Tasks to complete:
• a. According to the text on ResearchGate DOIs, how many users did ResearchGate have in 2021?
• b. Pick up the text on ResearchGate DOIs after its last sentence and continue it.

Text to read:
· · · · · · ·

Although a significant number of registered RG-DOIs was identified (around 1 million), the number of registrations has fallen quickly in recent years. This drop in usage could reflect a decrease in the number of users on RG. However, official data^⑥ actually indicate a continuous increase in users (19 million in 2020 and 22.5 million in 2021). Thus, a plausible explanation might be that users are tending to use the DOI functionality less owing to the existence of other platforms that also permit the generation of DOIs, including OSF,^⑦ Zenodo,^⑧ Orvium,^⑨ and Figshare.^⑩ In addition, institutional repositories have begun to generate DOIs for certain document types, such as theses and datasets.

While the results indicate that users took advantage of the creation of this functionality to deposit and disseminate gray academic publications, RG-DOI publications concentrated on the years when the DOI registration functionality was created, indicating a preference in RG for recent articles, an aspect previously noted by Thelwall and Kousha (2016). However, the lack of precision in the publication date data (see Section 4.3) means we need to exercise caution when dealing with the results in Table 4.

In the case of document typology, results show the relevance of publications associated with scientific events (e.g. posters, conference papers, and presentations), doctoral theses, reports (including working papers and technical reports), and preprints. However, the analysis of document types highlights a series of difficulties.

First, more than a quarter of the RG-DOIs (around 285,000 records) are not assigned a document type: that is, no information is included in the “ResourceType” metadata provided by DataCite. The absence of this field for such many records is unexpected, given that users must specify the document type (required field) at the time of deposit, and this category does appear on the publication page. It might be the case that users believe they can change the document type after registration. Yet, RG instructions explicitly state:

“Once a ResearchGate DOI has been generated for a research item, you can no longer edit that item. Instead, you should remove the research completely, re-upload it with the edits and generate a new DOI.”

However, the author was allowed to change a publication assigned as Poster with an RG-DOI to another document type, thus contradicting the official information provided by RG. This could account for the inconsistencies between the DataCite data (which do remain unchanged) and the publication page data, but it does not account for the number of Null fields.

· · · · · · ·

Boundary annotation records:
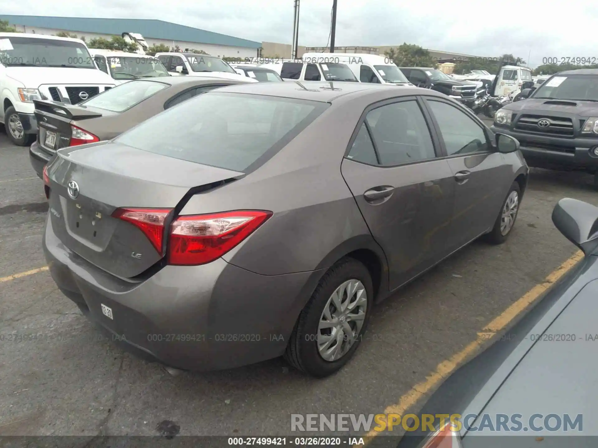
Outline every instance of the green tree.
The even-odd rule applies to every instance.
[[[120,36],[112,36],[109,41],[103,38],[95,38],[89,41],[87,46],[90,48],[101,50],[117,50],[120,51],[133,53],[137,51],[137,44],[127,42]]]
[[[0,33],[20,33],[14,26],[11,26],[8,20],[0,20]]]
[[[146,54],[150,56],[155,56],[156,53],[167,53],[170,51],[170,47],[164,44],[154,44],[145,51]]]
[[[413,44],[404,42],[384,54],[399,67],[436,67],[436,62],[430,52]]]

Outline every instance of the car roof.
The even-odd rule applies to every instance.
[[[598,69],[578,69],[559,72],[557,75],[598,75]]]
[[[224,82],[225,84],[244,84],[241,79],[227,79],[224,78],[215,76],[157,76],[155,78],[144,78],[142,79],[133,79],[130,82],[136,81],[152,81],[161,82],[170,85],[182,86],[200,85],[203,84],[213,84],[215,82]],[[247,84],[254,84],[247,82]]]
[[[396,93],[389,97],[426,94],[445,97],[443,94],[429,89],[417,87],[397,87],[392,84],[377,84],[370,82],[349,82],[334,81],[294,81],[287,80],[284,82],[256,82],[248,85],[230,85],[221,87],[218,91],[230,93],[246,93],[254,95],[266,95],[298,100],[318,101],[330,103],[337,98],[351,95],[367,95],[369,93],[380,93],[383,89],[392,89],[388,91]]]

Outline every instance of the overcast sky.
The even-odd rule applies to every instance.
[[[338,0],[337,45],[416,44],[530,65],[547,57],[598,58],[598,4],[532,0]],[[253,41],[291,43],[293,0],[86,0],[4,2],[0,14],[158,19]],[[301,0],[299,44],[326,45],[332,0]],[[570,5],[568,7],[568,5]],[[476,17],[480,17],[477,19]],[[596,60],[598,63],[598,59]]]

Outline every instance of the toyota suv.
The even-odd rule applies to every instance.
[[[0,33],[0,123],[14,145],[35,139],[33,100],[77,104],[115,85],[79,39]]]
[[[496,112],[492,129],[521,143],[527,165],[594,174],[598,188],[598,69],[560,72]]]

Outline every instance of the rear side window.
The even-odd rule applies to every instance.
[[[282,64],[280,77],[289,79],[298,79],[303,64],[300,62],[285,62]]]
[[[152,117],[115,141],[182,160],[248,172],[271,157],[329,106],[208,92]]]
[[[168,87],[168,84],[151,81],[130,81],[91,97],[79,105],[121,112]]]

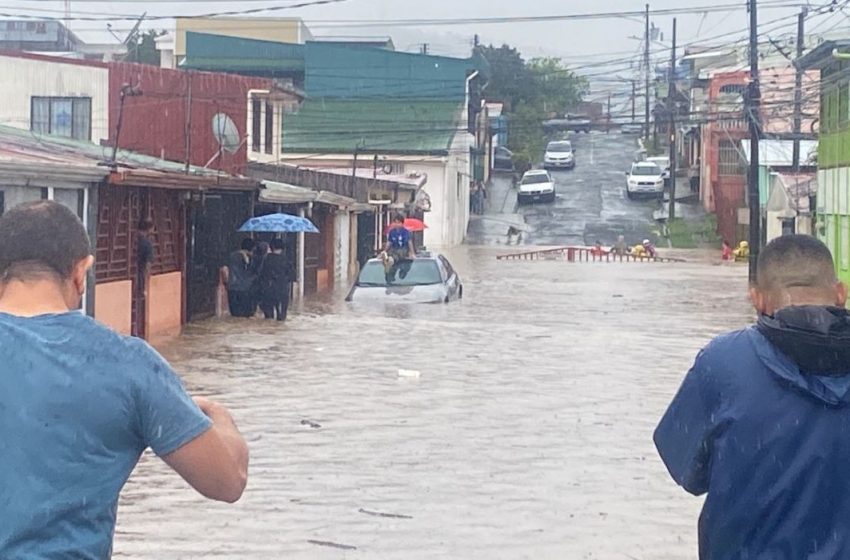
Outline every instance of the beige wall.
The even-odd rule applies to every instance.
[[[89,97],[91,141],[109,137],[107,68],[4,55],[0,75],[0,123],[29,130],[33,97]]]
[[[131,333],[133,283],[129,280],[95,287],[94,318],[123,335]]]
[[[150,340],[180,334],[183,317],[183,275],[170,272],[151,276],[147,298],[147,337]]]
[[[312,39],[300,19],[292,18],[177,18],[174,55],[186,56],[186,33],[209,33],[227,37],[299,43]]]

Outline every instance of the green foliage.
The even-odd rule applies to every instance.
[[[156,38],[161,35],[165,35],[165,31],[155,29],[135,34],[127,43],[127,62],[159,66]]]
[[[697,220],[676,218],[667,226],[667,235],[670,244],[677,249],[720,247],[717,219],[714,215],[707,215]]]
[[[557,58],[526,62],[509,45],[479,47],[478,52],[490,65],[488,97],[505,103],[510,148],[529,162],[535,161],[546,144],[543,120],[548,113],[563,114],[579,103],[587,92],[587,80],[566,69]]]

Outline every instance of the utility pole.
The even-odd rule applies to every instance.
[[[797,16],[797,60],[794,66],[796,67],[796,75],[794,76],[794,155],[793,165],[794,171],[800,170],[800,129],[802,128],[802,112],[803,112],[803,69],[800,68],[799,60],[803,58],[803,39],[806,26],[806,8],[800,11]]]
[[[643,125],[643,138],[644,142],[649,140],[649,4],[646,5],[646,29],[644,31],[644,45],[643,45],[643,66],[644,72],[646,72],[645,78],[646,83],[646,91],[644,92],[646,97],[644,98],[644,102],[646,107],[644,107],[644,125]]]
[[[670,115],[670,206],[667,225],[676,218],[676,18],[673,18],[673,48],[670,50],[670,75],[667,78],[667,113]]]
[[[756,281],[756,263],[761,248],[761,202],[759,201],[759,135],[761,134],[761,91],[759,88],[758,0],[750,5],[750,87],[745,104],[750,121],[750,169],[747,192],[750,200],[750,282]]]
[[[192,168],[192,71],[186,72],[186,174]]]

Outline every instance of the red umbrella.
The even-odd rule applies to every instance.
[[[404,220],[404,227],[409,231],[425,231],[425,228],[428,226],[425,225],[425,222],[422,220],[417,220],[416,218],[406,218]]]

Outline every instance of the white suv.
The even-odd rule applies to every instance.
[[[517,202],[555,202],[555,181],[545,169],[532,169],[519,182]]]
[[[631,171],[626,173],[626,195],[664,198],[664,170],[651,161],[633,163]]]

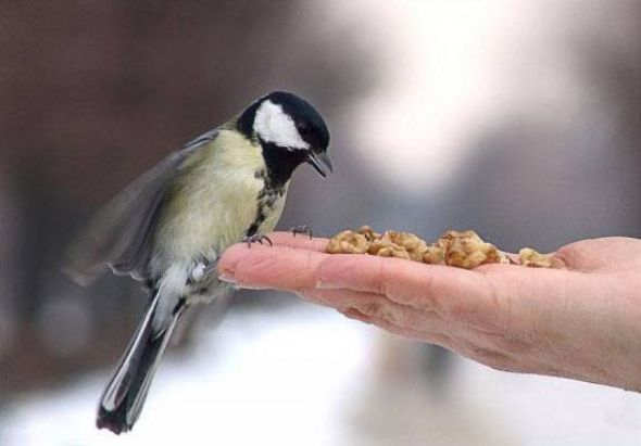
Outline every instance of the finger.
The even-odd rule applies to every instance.
[[[386,296],[352,290],[304,290],[305,298],[338,309],[341,313],[354,309],[374,320],[388,322],[409,330],[428,331],[436,333],[453,333],[466,328],[445,321],[431,310],[419,310],[414,307],[398,304]]]
[[[316,268],[329,254],[287,246],[237,244],[218,260],[219,279],[246,288],[301,290],[316,285]]]
[[[328,256],[318,266],[318,288],[385,294],[390,301],[435,310],[450,320],[493,318],[492,290],[483,275],[438,265],[376,256]]]
[[[272,232],[267,235],[272,239],[275,245],[318,252],[325,252],[328,242],[327,239],[317,237],[310,239],[305,234],[302,237],[293,237],[291,232]]]

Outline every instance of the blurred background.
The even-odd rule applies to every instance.
[[[144,306],[59,272],[75,231],[165,154],[273,89],[329,122],[336,174],[280,228],[362,224],[506,251],[641,237],[641,2],[0,5],[0,445],[93,425]],[[278,293],[184,329],[126,445],[638,445],[641,396],[473,364]]]

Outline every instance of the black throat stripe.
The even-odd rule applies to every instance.
[[[259,192],[257,203],[259,208],[256,217],[246,231],[247,237],[255,235],[261,225],[265,221],[265,218],[274,211],[274,204],[285,194],[285,184],[275,183],[269,179],[269,176],[265,170],[260,170],[254,174],[256,178],[260,178],[264,182],[263,189]]]

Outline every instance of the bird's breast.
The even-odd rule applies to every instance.
[[[188,174],[167,201],[156,234],[167,260],[218,255],[252,230],[268,231],[278,221],[287,187],[268,187],[260,146],[222,131],[185,167]]]

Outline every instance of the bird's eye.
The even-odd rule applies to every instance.
[[[298,123],[296,126],[299,130],[299,133],[306,135],[310,132],[310,127],[305,123]]]

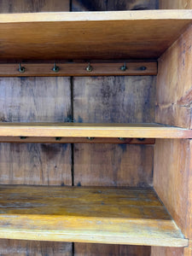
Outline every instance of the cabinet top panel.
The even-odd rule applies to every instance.
[[[192,10],[0,15],[0,60],[151,59],[192,23]]]

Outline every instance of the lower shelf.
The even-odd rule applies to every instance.
[[[188,246],[150,189],[3,185],[0,238]]]

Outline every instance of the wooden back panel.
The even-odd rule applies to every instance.
[[[73,0],[73,10],[155,9],[155,1]],[[95,6],[94,6],[95,3]],[[78,122],[142,122],[154,119],[155,77],[73,78]],[[133,145],[132,145],[133,146]],[[74,184],[153,185],[153,146],[74,145]],[[150,247],[74,244],[74,255],[149,256]]]

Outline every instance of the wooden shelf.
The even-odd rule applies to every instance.
[[[185,247],[150,189],[0,186],[0,238]]]
[[[0,137],[192,138],[192,130],[159,124],[1,123]]]
[[[191,22],[191,10],[1,14],[1,60],[158,58]]]

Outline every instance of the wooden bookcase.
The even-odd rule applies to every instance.
[[[192,2],[31,2],[0,1],[0,255],[192,255]]]

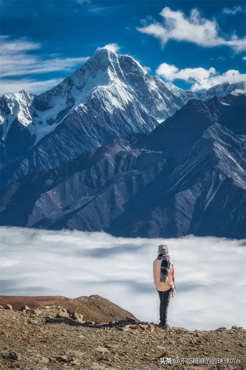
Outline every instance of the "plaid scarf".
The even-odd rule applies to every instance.
[[[175,285],[174,284],[174,268],[173,265],[171,263],[171,259],[169,255],[158,255],[157,257],[157,259],[161,259],[162,263],[160,265],[160,281],[162,283],[165,283],[167,284],[167,278],[169,274],[169,270],[171,266],[172,268],[171,278],[174,284],[174,288],[171,290],[172,297],[173,298],[176,294],[175,290]]]

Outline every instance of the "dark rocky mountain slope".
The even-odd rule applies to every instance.
[[[14,181],[2,225],[113,235],[245,236],[245,97],[190,100],[153,131]]]

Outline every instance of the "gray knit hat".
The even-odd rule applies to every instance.
[[[159,254],[168,254],[168,247],[166,244],[158,245],[158,252]]]

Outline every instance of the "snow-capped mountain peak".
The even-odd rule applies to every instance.
[[[150,75],[132,57],[99,48],[38,96],[23,90],[0,97],[2,162],[22,158],[28,149],[32,159],[24,167],[52,168],[112,139],[150,131],[191,98],[208,100],[237,89],[245,90],[245,83],[219,85],[202,94],[184,90]],[[32,157],[36,150],[42,160]]]

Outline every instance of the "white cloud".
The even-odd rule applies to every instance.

· · · · · · ·

Answers for this exercise:
• a. 22.5 million

• b.
Remarkably, 83.7% of all records without document-type metadata were accumulated between 2014 and 2016. The number of documents without the “ResourceType” metadata fell from 2017 onwards, although it remains significant to this day (4,963 records in 2022). This can probably be attributed to the platform’s internal control process. The author contacted RG to clarify this situation, but has yet to receive a response.

Second, the document typologies identified yielded additional contradictory results. The official information from RG indicates that RG-DOIs cannot be generated for Articles, Books, Chapters, Conference Papers, Cover Pages, Patents, and Posters since they are considered to have been published elsewhere and may already have a DOI. However, RG-DOIs assigned to Articles (143), Patents (157), Chapters (1,425), Books (13,231), and, most significantly, Conference Papers (118,238) and Posters (141,725) have been identified. To verify this situation, the author attempted to create RG-DOIs for each document type manually, finding it possible in the case of Posters but not for Articles, Books, Chapters, Conference Papers, Cover Pages, and Patents. It therefore seems plausible that the generation policy has been changed, with the exception of Posters, which would appear to be an error awaiting correction on RG’s website.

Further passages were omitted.